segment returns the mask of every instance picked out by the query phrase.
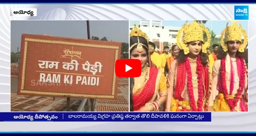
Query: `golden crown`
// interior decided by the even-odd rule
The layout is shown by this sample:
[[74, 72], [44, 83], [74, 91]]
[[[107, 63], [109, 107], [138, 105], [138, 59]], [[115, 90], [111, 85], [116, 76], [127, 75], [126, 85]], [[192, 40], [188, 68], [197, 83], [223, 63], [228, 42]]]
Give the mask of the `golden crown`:
[[147, 36], [147, 34], [141, 31], [140, 29], [136, 27], [136, 24], [134, 23], [133, 25], [134, 26], [133, 29], [130, 33], [130, 37], [132, 36], [142, 37], [146, 39], [147, 41], [148, 39]]
[[[203, 42], [203, 31], [204, 31], [207, 36], [207, 41], [204, 42], [202, 47], [202, 51], [204, 53], [207, 52], [207, 49], [210, 47], [211, 35], [208, 29], [201, 24], [199, 24], [196, 21], [191, 24], [186, 23], [182, 26], [178, 32], [176, 37], [177, 44], [179, 48], [183, 50], [184, 53], [187, 54], [189, 52], [188, 47], [186, 44], [193, 41], [200, 41]], [[181, 41], [181, 39], [182, 41]]]
[[141, 52], [143, 51], [143, 47], [142, 46], [144, 46], [146, 48], [147, 48], [147, 47], [144, 44], [140, 42], [140, 40], [139, 39], [139, 37], [140, 36], [144, 37], [147, 40], [147, 42], [148, 42], [148, 39], [146, 33], [142, 32], [140, 30], [140, 29], [136, 27], [136, 24], [134, 23], [133, 25], [134, 26], [133, 29], [130, 33], [130, 37], [137, 36], [138, 37], [138, 42], [135, 43], [130, 46], [130, 50], [131, 50], [133, 46], [137, 45], [137, 48], [136, 48], [137, 51], [139, 52]]
[[[241, 24], [238, 26], [237, 20], [229, 21], [227, 23], [226, 28], [221, 34], [220, 42], [222, 48], [225, 52], [228, 51], [227, 42], [228, 41], [238, 40], [242, 42], [242, 35], [244, 36], [244, 42], [239, 47], [238, 51], [240, 52], [244, 52], [244, 49], [248, 44], [248, 37], [246, 31], [243, 29]], [[232, 22], [233, 24], [228, 26], [228, 23]]]

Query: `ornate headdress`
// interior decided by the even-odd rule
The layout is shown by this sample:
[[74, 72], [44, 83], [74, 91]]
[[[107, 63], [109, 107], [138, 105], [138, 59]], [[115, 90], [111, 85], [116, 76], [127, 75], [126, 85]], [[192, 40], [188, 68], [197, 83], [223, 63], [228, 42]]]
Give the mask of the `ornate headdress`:
[[[204, 31], [207, 36], [207, 41], [205, 42], [204, 42], [203, 31]], [[209, 30], [196, 21], [194, 21], [189, 24], [187, 24], [186, 22], [178, 32], [176, 38], [177, 45], [181, 50], [184, 50], [184, 54], [187, 54], [189, 51], [186, 43], [193, 41], [202, 41], [204, 42], [202, 47], [202, 52], [206, 53], [207, 53], [207, 49], [210, 47], [210, 36]]]
[[228, 51], [227, 42], [234, 40], [238, 40], [242, 42], [242, 34], [244, 36], [244, 42], [240, 45], [238, 51], [241, 52], [244, 52], [244, 49], [248, 43], [248, 36], [246, 31], [243, 29], [241, 24], [238, 26], [237, 24], [237, 20], [229, 21], [229, 22], [233, 22], [233, 24], [229, 26], [229, 22], [228, 22], [226, 28], [221, 32], [221, 45], [223, 50], [225, 52]]
[[138, 42], [135, 43], [130, 46], [130, 50], [131, 50], [133, 46], [137, 45], [136, 49], [137, 51], [139, 52], [141, 52], [143, 51], [142, 46], [144, 46], [146, 48], [147, 48], [147, 47], [144, 44], [140, 42], [140, 40], [139, 39], [139, 37], [140, 36], [144, 37], [147, 40], [147, 42], [148, 42], [147, 36], [147, 34], [145, 33], [142, 31], [141, 30], [136, 27], [136, 24], [133, 24], [134, 25], [133, 30], [132, 30], [131, 32], [130, 33], [130, 37], [137, 36], [138, 37]]

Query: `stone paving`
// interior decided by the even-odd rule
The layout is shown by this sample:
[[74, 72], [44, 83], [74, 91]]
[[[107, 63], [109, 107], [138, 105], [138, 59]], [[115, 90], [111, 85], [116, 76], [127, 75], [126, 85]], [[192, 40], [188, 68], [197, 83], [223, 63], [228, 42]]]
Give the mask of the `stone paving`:
[[[128, 78], [118, 78], [118, 99], [99, 99], [96, 103], [95, 111], [127, 112], [128, 111]], [[70, 111], [75, 112], [82, 99], [71, 98]], [[12, 112], [63, 112], [67, 111], [65, 98], [17, 95], [11, 94]]]

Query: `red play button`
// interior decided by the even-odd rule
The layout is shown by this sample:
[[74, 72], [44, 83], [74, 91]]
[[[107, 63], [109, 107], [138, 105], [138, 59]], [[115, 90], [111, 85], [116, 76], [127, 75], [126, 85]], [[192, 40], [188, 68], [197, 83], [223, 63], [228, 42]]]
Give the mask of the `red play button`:
[[134, 78], [141, 74], [141, 63], [139, 60], [119, 59], [115, 65], [116, 75], [120, 78]]

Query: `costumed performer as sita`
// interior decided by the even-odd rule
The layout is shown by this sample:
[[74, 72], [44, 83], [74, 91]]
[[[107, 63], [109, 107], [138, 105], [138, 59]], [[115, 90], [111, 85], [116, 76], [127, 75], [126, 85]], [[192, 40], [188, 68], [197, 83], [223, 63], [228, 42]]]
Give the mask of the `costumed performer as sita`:
[[132, 110], [130, 111], [159, 111], [167, 98], [166, 77], [158, 69], [149, 66], [148, 46], [145, 33], [135, 27], [130, 36], [130, 58], [139, 60], [142, 67], [140, 76], [133, 78], [130, 83], [130, 102], [132, 103], [130, 103], [130, 109]]

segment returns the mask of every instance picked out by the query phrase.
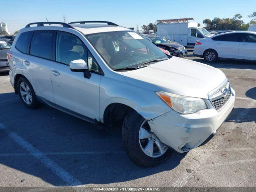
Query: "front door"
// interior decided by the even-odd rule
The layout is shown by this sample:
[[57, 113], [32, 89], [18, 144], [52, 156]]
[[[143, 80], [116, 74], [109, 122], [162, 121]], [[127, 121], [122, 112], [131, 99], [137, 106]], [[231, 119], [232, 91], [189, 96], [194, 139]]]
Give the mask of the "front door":
[[[95, 59], [78, 37], [66, 32], [56, 32], [55, 53], [56, 62], [51, 65], [50, 72], [57, 108], [98, 119], [101, 75]], [[86, 62], [90, 78], [84, 77], [82, 72], [70, 70], [70, 62], [77, 59]]]

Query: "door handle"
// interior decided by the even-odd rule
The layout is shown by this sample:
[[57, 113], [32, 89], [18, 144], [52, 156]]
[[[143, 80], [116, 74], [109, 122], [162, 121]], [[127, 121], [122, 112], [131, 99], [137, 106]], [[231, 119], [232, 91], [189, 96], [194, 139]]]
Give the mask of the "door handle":
[[51, 70], [51, 72], [52, 74], [54, 75], [55, 76], [58, 76], [60, 75], [60, 73], [58, 71], [56, 70]]
[[29, 61], [27, 61], [26, 60], [24, 61], [23, 62], [24, 63], [24, 64], [25, 64], [27, 66], [29, 66], [29, 65], [30, 64], [30, 63], [29, 62]]

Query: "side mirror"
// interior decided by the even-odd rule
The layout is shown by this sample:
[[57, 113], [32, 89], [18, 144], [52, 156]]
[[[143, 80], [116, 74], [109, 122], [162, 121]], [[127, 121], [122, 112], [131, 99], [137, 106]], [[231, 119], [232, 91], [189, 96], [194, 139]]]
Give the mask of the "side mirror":
[[89, 79], [92, 75], [88, 70], [88, 66], [84, 60], [78, 59], [70, 61], [69, 67], [73, 72], [83, 72], [84, 76]]

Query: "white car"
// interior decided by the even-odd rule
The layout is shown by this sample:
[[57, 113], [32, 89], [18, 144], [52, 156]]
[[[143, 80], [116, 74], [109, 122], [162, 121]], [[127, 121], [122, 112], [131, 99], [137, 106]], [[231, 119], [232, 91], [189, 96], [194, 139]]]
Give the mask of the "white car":
[[195, 56], [208, 62], [218, 59], [256, 60], [256, 32], [227, 32], [196, 42]]
[[128, 28], [91, 22], [20, 30], [8, 54], [11, 83], [26, 107], [42, 102], [104, 127], [122, 121], [127, 154], [144, 166], [216, 133], [235, 100], [221, 71], [168, 56]]

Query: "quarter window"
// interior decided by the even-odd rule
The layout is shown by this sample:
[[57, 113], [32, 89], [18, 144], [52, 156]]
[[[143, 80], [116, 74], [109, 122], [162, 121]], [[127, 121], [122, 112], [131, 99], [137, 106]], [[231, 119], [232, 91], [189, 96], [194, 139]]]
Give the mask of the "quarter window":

-*-*-

### AIM OF THE EXERCISE
Copy the material verbatim from its first line up to and including the line that contains "39], [182, 41]]]". Omit the pictures from your copy.

### CORRECT RESPONSE
segment returns the mask of every instance picked out by the query phrase.
Query: `golden crown`
// interior decided by the even-odd rule
The layout is shown by this sample:
[[74, 72], [44, 83], [74, 91]]
[[[107, 63], [109, 107], [138, 105], [138, 59]], [[115, 90], [111, 85], [116, 76], [127, 75], [126, 85]], [[192, 40], [188, 68], [197, 83], [223, 63], [228, 42]]]
Give the mask of the `golden crown`:
[[147, 36], [147, 34], [141, 31], [140, 29], [136, 27], [136, 24], [134, 23], [133, 25], [134, 26], [133, 29], [130, 33], [130, 37], [132, 36], [142, 37], [146, 39], [147, 41], [148, 39]]
[[[203, 42], [203, 31], [204, 31], [207, 36], [207, 41], [204, 42], [202, 47], [202, 51], [204, 53], [207, 52], [207, 49], [210, 47], [211, 35], [208, 29], [201, 24], [199, 24], [196, 21], [191, 24], [186, 23], [182, 26], [178, 32], [176, 37], [177, 44], [179, 48], [183, 50], [184, 53], [187, 54], [189, 52], [188, 47], [186, 44], [193, 41], [200, 41]], [[181, 41], [181, 39], [182, 41]]]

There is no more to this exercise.